Publié le 21.01.2016

 


Jouir du surréalisme et rire de la pudeur. Voilà la mission que se sont fixée les Chiens de Navarre qui feront leur festival au Théâtre Forum Meyrin du 26 au 30 janvier avec deux pièces, une performance et un film. Cette bande, comparée dans la presse à l’équipe du Splendid ou à celle des Monty Python, ne fait pas de mystères: leurs pièces sont conseillées dès 16 ans (le film dès 13 ans), les premiers rangs sont priés de ne pas avoir froid aux yeux et les âmes sensibles de s’abstenir. Pour leur premier passage à Genève, le Théâtre Forum Meyrin leur a donné carte blanche. Rencontre avec le chef de meute, Jean-Christophe Meurisse.

 

 

La spécificité des Chiens de Navarre tient dans le fait que chaque comédien est aussi auteur à part entière de l’écriture, avant et durant le spectacle. Au même titre, le spectateur est considéré comme un acteur potentiel. En 2005, le comédien Jean-Christophe Meurisse est rassasié du théâtre classique où il ne voit qu’un prolongement de l’éducation nationale. Avec cinq amis partisans d’un théâtre vivant (venant d’horizons aussi divers que la philosophie, le cirque ou encore la vidéo), il fonde les Chiens de Navarre. Onze comédiens composent la bande aujourd’hui: Anne-Elodie Sorlin, Céline Fuhrer, Caroline Binder, Charlotte Laemmel, Claire Delaporte, Solal Bouloudnine, Robert Hatisi, Thomas Scimeca, Manu Laskar, Jean-Luc Vincent, Maxence Tual.

Si Jean-Christophe Meurisse s’occupe essentiellement de la mise en scène et de la scénographie de leurs productions, il préfère se qualifier de chef d’orchestre d’une création collective. Il propose un cadre fugace aux comédiens avec l’appui de photos, de musique ou de quelques mots. Puis un travail proche de l’inconscient commence pour les comédiens, qui, par l’improvisation, donnent libre cours à leur imagination. De ces longues heures d’improvisation naît une sorte d’écriture scénique automatique: une dizaine de propositions sont retenues, formant un canevas de quatre à cinq pages à la pièce, le reste est improvisé chaque soir. Pour que les spectateurs puissent apprécier cette méthode de travail, la troupe a créé une performance d’improvisation intitulée Regarde le lustre et articule (2010), reprise le 28 janvier à Meyrin, qui sera suivie d’une rencontre avec la compagnie. Pour cette lecture performée interrogeant l’essence de l’acte artistique, les Chiens de Navarre se sont inspirés d’une phrase que Louis Jouvet aurait adressée à un pauvre comédien à bout d’invention: «Quand tu ne sais plus quoi faire, regarde le lustre et articule.»

Tâches à réaliser:
1. Résumez en deux phrases le texte sur les Chiens de Navarre.
2. Veuillez recopier mot pour mot le passage du texte sur les Chiens de Navarre qui commence par « La spécificité des » et se poursuit jusqu'à « Vincent, Maxence Tual. ».

Données brutes:
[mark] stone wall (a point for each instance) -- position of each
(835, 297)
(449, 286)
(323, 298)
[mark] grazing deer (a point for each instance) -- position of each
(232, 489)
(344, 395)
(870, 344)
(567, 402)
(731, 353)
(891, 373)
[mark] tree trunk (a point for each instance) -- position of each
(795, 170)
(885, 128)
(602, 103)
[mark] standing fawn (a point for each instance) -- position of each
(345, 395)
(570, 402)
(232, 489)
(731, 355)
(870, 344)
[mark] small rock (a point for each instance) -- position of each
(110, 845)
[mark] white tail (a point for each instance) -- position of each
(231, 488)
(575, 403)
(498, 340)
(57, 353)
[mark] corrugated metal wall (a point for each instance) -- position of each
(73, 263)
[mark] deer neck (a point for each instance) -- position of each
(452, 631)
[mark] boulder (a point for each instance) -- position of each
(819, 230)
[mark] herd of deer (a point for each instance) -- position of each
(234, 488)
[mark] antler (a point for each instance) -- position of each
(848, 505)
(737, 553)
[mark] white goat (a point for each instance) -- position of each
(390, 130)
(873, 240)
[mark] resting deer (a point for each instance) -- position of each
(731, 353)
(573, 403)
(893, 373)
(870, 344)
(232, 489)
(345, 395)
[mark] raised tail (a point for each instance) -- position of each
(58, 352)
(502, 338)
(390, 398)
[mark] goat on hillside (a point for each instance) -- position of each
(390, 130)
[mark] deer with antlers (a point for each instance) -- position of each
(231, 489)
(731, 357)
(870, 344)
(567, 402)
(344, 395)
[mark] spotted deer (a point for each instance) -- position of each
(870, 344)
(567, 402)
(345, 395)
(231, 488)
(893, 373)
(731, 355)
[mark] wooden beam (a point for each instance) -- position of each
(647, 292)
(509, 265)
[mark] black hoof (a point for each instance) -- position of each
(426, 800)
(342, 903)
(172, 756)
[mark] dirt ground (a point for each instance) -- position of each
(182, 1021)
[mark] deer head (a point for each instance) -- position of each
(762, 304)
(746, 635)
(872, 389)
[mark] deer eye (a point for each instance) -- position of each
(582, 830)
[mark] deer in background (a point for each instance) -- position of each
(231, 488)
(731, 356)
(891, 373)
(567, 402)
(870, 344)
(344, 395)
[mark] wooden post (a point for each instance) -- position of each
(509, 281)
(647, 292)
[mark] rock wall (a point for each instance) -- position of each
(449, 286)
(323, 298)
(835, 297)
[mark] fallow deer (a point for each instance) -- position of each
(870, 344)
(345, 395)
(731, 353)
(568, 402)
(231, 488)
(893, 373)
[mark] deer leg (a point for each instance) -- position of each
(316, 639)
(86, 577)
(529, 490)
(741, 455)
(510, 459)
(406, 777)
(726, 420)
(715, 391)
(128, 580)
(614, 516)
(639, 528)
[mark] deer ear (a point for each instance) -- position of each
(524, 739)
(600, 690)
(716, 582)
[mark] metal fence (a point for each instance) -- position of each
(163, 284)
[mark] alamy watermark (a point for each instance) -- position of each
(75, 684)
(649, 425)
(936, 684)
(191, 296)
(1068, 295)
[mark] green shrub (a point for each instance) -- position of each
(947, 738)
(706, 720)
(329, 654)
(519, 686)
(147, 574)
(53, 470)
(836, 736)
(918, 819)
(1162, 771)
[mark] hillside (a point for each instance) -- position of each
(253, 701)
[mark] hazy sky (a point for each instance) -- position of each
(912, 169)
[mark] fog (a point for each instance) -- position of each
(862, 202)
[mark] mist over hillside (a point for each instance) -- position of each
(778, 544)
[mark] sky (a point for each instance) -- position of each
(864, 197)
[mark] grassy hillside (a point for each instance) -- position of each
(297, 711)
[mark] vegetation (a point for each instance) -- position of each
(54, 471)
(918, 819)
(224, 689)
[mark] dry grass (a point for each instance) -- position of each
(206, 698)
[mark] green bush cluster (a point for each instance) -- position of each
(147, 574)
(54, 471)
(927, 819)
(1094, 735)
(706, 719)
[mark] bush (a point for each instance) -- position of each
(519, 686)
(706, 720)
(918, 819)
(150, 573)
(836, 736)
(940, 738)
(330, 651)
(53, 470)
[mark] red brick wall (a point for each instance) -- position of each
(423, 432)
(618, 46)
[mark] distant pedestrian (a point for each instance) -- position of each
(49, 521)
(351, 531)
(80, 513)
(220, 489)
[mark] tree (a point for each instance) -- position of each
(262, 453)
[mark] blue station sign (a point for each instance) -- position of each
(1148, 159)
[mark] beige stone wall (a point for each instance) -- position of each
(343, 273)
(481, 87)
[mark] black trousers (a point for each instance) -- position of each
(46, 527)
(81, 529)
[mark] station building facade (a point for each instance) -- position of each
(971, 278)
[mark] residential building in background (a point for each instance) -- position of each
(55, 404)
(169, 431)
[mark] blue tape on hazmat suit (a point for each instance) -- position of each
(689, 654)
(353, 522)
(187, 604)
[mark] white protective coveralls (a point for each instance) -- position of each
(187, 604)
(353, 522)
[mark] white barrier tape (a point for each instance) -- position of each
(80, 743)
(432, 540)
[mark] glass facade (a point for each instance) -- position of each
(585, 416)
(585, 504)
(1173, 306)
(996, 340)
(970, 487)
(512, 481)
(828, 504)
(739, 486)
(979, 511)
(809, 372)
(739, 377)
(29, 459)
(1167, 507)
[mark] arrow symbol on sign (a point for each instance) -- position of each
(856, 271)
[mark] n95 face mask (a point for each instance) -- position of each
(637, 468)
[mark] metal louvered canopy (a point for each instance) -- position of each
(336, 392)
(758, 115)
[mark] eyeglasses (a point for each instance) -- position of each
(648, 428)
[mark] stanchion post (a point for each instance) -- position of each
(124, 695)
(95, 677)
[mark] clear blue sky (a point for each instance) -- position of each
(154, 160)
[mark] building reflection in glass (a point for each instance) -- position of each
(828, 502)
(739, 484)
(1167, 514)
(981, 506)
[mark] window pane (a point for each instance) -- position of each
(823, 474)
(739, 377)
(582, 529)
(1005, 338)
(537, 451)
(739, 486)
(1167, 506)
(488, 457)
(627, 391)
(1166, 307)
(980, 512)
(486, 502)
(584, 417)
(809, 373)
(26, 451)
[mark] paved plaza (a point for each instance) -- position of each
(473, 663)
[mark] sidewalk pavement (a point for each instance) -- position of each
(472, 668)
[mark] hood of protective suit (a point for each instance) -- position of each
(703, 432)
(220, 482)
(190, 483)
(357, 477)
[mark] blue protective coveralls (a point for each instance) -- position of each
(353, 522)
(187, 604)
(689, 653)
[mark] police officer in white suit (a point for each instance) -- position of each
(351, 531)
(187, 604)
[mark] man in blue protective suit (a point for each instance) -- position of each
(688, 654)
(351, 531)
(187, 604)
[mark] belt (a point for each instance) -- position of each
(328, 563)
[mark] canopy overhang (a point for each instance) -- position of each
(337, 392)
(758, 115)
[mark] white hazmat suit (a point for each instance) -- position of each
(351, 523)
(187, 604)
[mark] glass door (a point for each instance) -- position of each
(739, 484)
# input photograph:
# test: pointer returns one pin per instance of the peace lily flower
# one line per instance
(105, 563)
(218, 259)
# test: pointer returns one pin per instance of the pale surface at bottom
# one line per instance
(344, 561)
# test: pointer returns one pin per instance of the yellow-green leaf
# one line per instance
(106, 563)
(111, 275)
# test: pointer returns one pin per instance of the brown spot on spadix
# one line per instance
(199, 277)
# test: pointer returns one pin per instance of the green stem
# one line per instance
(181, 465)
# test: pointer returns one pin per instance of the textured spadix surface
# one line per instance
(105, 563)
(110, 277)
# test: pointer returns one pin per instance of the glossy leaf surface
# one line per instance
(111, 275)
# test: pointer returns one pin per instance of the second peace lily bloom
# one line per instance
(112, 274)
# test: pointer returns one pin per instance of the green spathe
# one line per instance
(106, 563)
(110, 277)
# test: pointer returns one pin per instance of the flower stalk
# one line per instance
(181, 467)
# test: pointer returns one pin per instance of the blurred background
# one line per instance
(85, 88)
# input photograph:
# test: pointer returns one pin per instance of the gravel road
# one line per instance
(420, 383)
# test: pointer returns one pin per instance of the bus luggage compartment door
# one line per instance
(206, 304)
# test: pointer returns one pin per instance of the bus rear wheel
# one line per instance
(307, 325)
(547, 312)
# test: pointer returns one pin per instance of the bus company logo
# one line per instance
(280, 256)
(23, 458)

Résultats finaux:
1. Les Chiens de Navarre, troupe fondée en 2005 par Jean-Christophe Meurisse avec cinq amis et composée aujourd'hui de onze comédiens, feront leur festival au Théâtre Forum Meyrin du 26 au 30 janvier avec deux pièces, une performance et un film. Chaque comédien y est aussi auteur, et leurs spectacles naissent de longues heures d'improvisation dont une dizaine de propositions forment un canevas de quatre à cinq pages, le reste étant improvisé chaque soir.

2.
La spécificité des Chiens de Navarre tient dans le fait que chaque comédien est aussi auteur à part entière de l’écriture, avant et durant le spectacle. Au même titre, le spectateur est considéré comme un acteur potentiel. En 2005, le comédien Jean-Christophe Meurisse est rassasié du théâtre classique où il ne voit qu’un prolongement de l’éducation nationale. Avec cinq amis partisans d’un théâtre vivant (venant d’horizons aussi divers que la philosophie, le cirque ou encore la vidéo), il fonde les Chiens de Navarre. Onze comédiens composent la bande aujourd’hui: Anne-Elodie Sorlin, Céline Fuhrer, Caroline Binder, Charlotte Laemmel, Claire Delaporte, Solal Bouloudnine, Robert Hatisi, Thomas Scimeca, Manu Laskar, Jean-Luc Vincent, Maxence Tual.